──────── EXERCISE MATERIALS

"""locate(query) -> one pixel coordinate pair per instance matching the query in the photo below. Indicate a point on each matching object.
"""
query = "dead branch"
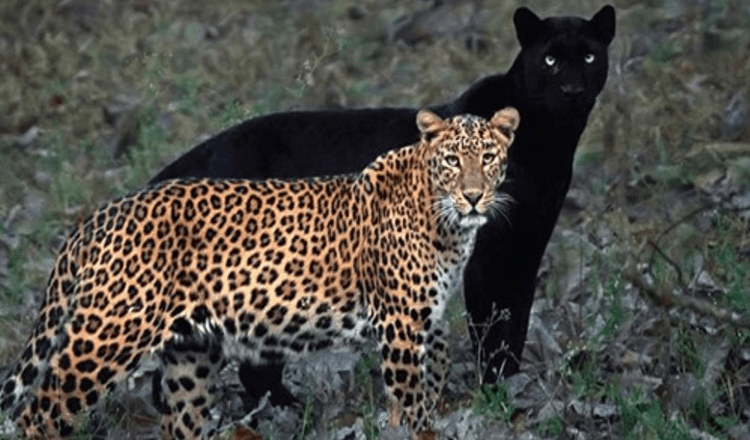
(669, 300)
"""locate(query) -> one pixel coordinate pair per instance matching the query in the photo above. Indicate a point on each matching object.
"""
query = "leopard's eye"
(451, 160)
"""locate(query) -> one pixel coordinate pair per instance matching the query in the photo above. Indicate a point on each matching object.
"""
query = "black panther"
(553, 82)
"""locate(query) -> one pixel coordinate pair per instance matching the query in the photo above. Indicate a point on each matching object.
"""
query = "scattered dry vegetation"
(641, 322)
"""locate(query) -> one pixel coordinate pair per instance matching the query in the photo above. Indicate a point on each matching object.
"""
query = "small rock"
(576, 199)
(580, 408)
(736, 116)
(605, 411)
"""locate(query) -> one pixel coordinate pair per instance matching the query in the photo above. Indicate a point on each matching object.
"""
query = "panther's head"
(467, 158)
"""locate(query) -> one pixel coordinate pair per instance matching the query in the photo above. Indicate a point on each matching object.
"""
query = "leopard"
(554, 81)
(197, 273)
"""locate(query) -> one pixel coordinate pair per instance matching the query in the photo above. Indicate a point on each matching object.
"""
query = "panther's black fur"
(553, 82)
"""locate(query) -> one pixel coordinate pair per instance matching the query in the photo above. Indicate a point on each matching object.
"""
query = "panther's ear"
(528, 26)
(428, 122)
(506, 120)
(604, 24)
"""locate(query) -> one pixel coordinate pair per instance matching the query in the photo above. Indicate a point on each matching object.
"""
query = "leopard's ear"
(429, 123)
(506, 120)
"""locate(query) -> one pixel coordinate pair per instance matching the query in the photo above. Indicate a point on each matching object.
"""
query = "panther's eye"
(451, 160)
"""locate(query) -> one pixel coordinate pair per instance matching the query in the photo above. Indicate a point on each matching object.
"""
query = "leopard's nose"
(472, 196)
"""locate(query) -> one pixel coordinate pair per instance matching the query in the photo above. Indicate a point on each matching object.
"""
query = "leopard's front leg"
(414, 365)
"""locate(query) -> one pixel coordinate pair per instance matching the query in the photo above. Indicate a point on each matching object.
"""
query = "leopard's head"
(467, 159)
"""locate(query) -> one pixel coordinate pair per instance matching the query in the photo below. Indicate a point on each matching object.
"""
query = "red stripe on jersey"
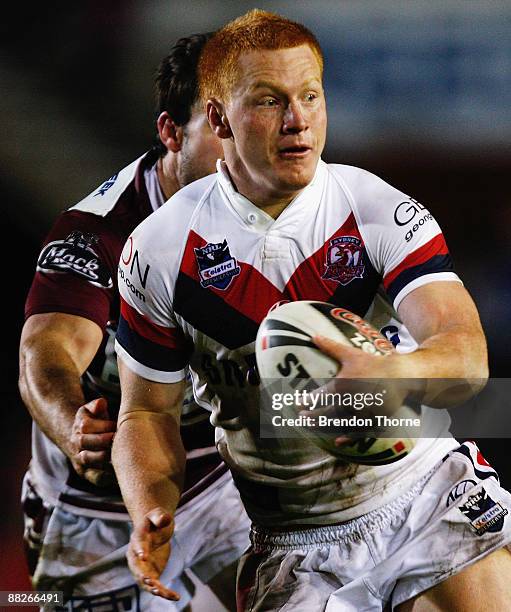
(165, 336)
(436, 246)
(308, 277)
(250, 293)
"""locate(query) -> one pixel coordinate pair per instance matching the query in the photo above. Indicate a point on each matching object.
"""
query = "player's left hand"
(149, 551)
(362, 372)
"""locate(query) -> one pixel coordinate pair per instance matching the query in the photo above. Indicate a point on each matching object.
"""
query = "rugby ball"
(287, 359)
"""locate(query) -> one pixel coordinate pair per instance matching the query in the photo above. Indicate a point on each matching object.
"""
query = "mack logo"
(106, 185)
(406, 211)
(76, 255)
(459, 490)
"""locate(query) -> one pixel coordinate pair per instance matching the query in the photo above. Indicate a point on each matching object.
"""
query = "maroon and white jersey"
(216, 264)
(77, 274)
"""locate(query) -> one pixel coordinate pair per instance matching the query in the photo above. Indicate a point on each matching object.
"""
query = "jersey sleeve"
(149, 340)
(75, 269)
(403, 240)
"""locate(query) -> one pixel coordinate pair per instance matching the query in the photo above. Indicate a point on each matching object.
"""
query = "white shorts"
(455, 515)
(84, 556)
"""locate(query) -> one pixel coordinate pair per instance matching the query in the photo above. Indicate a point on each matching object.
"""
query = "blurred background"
(418, 93)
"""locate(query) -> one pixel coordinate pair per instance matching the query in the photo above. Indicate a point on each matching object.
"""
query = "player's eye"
(268, 101)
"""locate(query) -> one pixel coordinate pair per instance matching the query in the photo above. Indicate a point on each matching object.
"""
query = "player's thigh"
(484, 586)
(223, 585)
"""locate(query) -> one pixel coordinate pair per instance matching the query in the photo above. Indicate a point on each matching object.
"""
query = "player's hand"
(91, 441)
(149, 551)
(362, 373)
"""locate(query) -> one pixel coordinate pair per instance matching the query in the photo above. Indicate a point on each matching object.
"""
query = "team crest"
(217, 267)
(344, 260)
(483, 513)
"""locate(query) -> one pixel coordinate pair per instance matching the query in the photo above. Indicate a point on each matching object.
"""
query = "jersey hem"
(144, 371)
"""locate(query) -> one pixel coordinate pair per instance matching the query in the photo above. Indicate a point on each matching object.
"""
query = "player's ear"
(171, 135)
(218, 119)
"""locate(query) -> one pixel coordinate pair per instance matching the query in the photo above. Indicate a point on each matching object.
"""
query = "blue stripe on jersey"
(438, 263)
(209, 314)
(150, 354)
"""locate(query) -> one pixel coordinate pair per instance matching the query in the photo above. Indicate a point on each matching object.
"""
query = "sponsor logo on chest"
(217, 267)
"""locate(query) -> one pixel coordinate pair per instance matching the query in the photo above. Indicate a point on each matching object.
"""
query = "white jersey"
(215, 264)
(77, 274)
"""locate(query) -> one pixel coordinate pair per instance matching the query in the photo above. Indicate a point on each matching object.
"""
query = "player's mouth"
(295, 152)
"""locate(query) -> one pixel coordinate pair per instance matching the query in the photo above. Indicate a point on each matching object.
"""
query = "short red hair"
(255, 30)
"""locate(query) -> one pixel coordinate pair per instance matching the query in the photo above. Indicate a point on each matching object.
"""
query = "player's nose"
(294, 118)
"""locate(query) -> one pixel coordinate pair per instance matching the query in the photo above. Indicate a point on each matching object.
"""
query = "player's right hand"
(149, 551)
(91, 441)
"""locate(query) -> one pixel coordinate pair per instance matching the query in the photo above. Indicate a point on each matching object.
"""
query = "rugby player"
(77, 528)
(326, 534)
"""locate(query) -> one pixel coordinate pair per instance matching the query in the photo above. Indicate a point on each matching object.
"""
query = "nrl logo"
(483, 513)
(344, 260)
(216, 265)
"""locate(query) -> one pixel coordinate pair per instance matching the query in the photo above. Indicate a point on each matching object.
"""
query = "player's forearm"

────────────────

_TASK PROMPT:_ Set down the lines of the records above exactly, apart from the pictures.

_PROBLEM SOLUTION:_
"""locate(query) -> one pixel coordinate pair per instance matching the query in the photo below. Indicate a point on each matching object.
"""
query = "dead branch"
(669, 300)
"""locate(query) -> one pixel coordinate pair per instance matching the query in the photo above. Indicate a point on each matching object.
"""
query = "leopard's eye"
(451, 160)
"""locate(query) -> one pixel coordinate pair per instance matching the query in the photo above. Indicate a point on each matching object.
"""
query = "black panther"
(553, 82)
"""locate(query) -> one pixel coordinate pair per instance matching the query in the photo above. Indicate a point on each matching object.
"""
query = "scattered dry vegetation"
(641, 322)
"""locate(query) -> one pixel coordinate pair per instance matching the query in the photo above. Indicate a point on each matching object.
"""
query = "small rock"
(576, 199)
(580, 408)
(736, 116)
(605, 411)
"""locate(query) -> one pixel coordinate pair per instance matching the query in the photo above. Indicate a point on each matching object.
"""
query = "panther's head"
(467, 158)
"""locate(query) -> one pixel coordinate pair per instance matching the query in the photo above. Indicate a point on each matching object.
"""
query = "leopard"
(554, 81)
(197, 273)
"""locate(query) -> one pixel coordinate pair per instance matching the query in the photo above. Indicate a point on each matching object.
"""
query = "panther's black fur"
(553, 82)
"""locate(query) -> one pixel coordinate pair per instance matching the query in the photo above. Indicate a point on each matching object.
"""
query = "panther's ear"
(528, 26)
(428, 122)
(506, 120)
(604, 24)
"""locate(query) -> one pixel coordinate pair per instance matching the query in the photo above. Indicate a point on each matching object.
"""
query = "leopard's ear"
(429, 123)
(506, 120)
"""locate(query) -> one pixel coordinate pair per instance matching the query in the photo above. Indicate a point on each matching object.
"""
query = "panther's eye"
(451, 160)
"""locate(query) -> one pixel coordinate pair per instance matching the query in the photo above. Indicate a point on each matching object.
"""
query = "leopard's nose"
(472, 196)
"""locate(query) -> one pixel coordinate pair per instance matching the query in the photo above. Indicate a point on each matching object.
"""
query = "leopard's front leg"
(414, 365)
"""locate(query) -> one pixel coordinate pair per instance matching the query in the photo above. Indicate a point on each matching object.
"""
query = "leopard's head"
(467, 159)
"""locate(query) -> one pixel coordinate pair per instance matching the query in the photo below. Indicate a point on each matching object.
"""
query = "red stripe on jersey"
(165, 336)
(436, 246)
(308, 277)
(250, 293)
"""locate(query) -> one pixel coordinate pair per instance matching the query in the photo above. Indicate a point on each matching object.
"""
query = "player's left hand"
(149, 551)
(362, 372)
"""locate(query) -> one pixel coordinate pair per instance matching the query in the photo above. Indicate a point on each matching object.
"""
query = "rugby ball"
(287, 359)
"""locate(query) -> one pixel coordinate pair per instance matching the query in the photo above. Indicate a point on each matching object.
"""
query = "mack logo"
(106, 185)
(406, 211)
(76, 255)
(459, 490)
"""locate(query) -> one pixel coordinate pair per instance matching the query in the photo above. Indicate a point on each matching object.
"""
query = "maroon and white jersey"
(216, 264)
(77, 274)
"""locate(query) -> one pixel coordinate pair per instance matching the query in the photo above. Indicate a point on each matching object.
"""
query = "jersey sleeve"
(149, 340)
(75, 269)
(403, 240)
"""locate(query) -> one pixel coordinate pair per instance matching the query in the photo above. Indicate a point on each matching object.
"""
query = "white shorts"
(455, 515)
(84, 556)
"""locate(query) -> one pixel coordinate pair per instance matching the query in the photo above. Indicate a point on each matching object.
"""
query = "blurred background"
(418, 93)
"""locate(query) -> one pixel coordinate pair per instance matching the query in the photo above. Indicate a point on each matching object.
"""
query = "player's eye"
(268, 101)
"""locate(query) -> one pixel coordinate pair per instance matching the query in the photo above. Indicate a point on each matching object.
"""
query = "player's thigh"
(484, 586)
(223, 585)
"""locate(query) -> one pixel coordinate pair per instance matching the query in the photo above. Indicate a point on each matching object.
"""
query = "player's hand"
(91, 441)
(149, 551)
(362, 373)
"""locate(query) -> one pixel coordinate pair per instance matching the query in the photo above. Indicate a point on each matching object.
"""
query = "team crest"
(217, 267)
(344, 260)
(483, 513)
"""locate(query) -> one pixel coordinate pair per instance matching the query in the photo above. Indicate a point on each matching object.
"""
query = "jersey hem"
(144, 371)
"""locate(query) -> one pixel coordinate pair per instance matching the query in the photo above. Indicate a point on each matching object.
"""
query = "player's ear"
(171, 135)
(218, 119)
"""locate(query) -> one pixel coordinate pair per instance matching the query in the photo above. Indicate a point on each matching object.
"""
query = "blue stripe on jersey"
(438, 263)
(209, 314)
(150, 354)
"""locate(query) -> one pixel coordinate pair per instance matching the query in the photo above. Indicate a point on each matching object.
"""
query = "sponsor logo on chest"
(217, 267)
"""locate(query) -> one pixel coordinate pair per instance matching the query in the photo above. Indicate a point on each matching object.
"""
query = "white jersey"
(215, 264)
(77, 274)
"""locate(query) -> one pixel coordinate pair per instance matching the query in the photo above. Indicate a point on each matching object.
"""
query = "player's mouth"
(295, 152)
"""locate(query) -> one pixel coordinate pair per instance matching the query in the photo above. Indicate a point on each matching object.
"""
query = "short red hair"
(255, 30)
"""locate(query) -> one pixel coordinate pair per instance matching the query in the photo above. Indicate a point on each matching object.
"""
query = "player's nose"
(294, 118)
"""locate(query) -> one pixel coordinate pair per instance matching the query in the photo above. Indicate a point on each matching object.
"""
query = "player's right hand"
(149, 551)
(91, 441)
"""locate(query) -> one pixel coordinate pair per instance matching the query in the photo above. Indicate a point on each matching object.
"""
query = "rugby player"
(77, 528)
(326, 534)
"""locate(query) -> one pixel coordinate pair per instance matching the query in the photo above. Indicate a point on each matching object.
"""
query = "nrl logo"
(483, 513)
(344, 260)
(216, 265)
"""locate(query) -> one pixel coordinate pair per instance matching the query in the photo above. Indicate a point on each matching object.
"""
query = "player's forearm"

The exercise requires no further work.